» **TASK REQUIREMENTS**:
Your task is to retype each line of the data below exactly.
>> begin MATERIAL FOR THIS EXERCISE
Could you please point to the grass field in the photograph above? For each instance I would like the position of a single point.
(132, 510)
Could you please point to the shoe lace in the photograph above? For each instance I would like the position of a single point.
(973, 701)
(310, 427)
>> end MATERIAL FOR THIS EXERCISE
» **SOLUTION TO THIS EXERCISE**:
Could you please point to the grass field in the photograph above? For each instance I would like the position of a single point.
(132, 510)
Could you please point to the shoe lace in the photograph above? For each instance I would like the position of a single point.
(973, 701)
(310, 427)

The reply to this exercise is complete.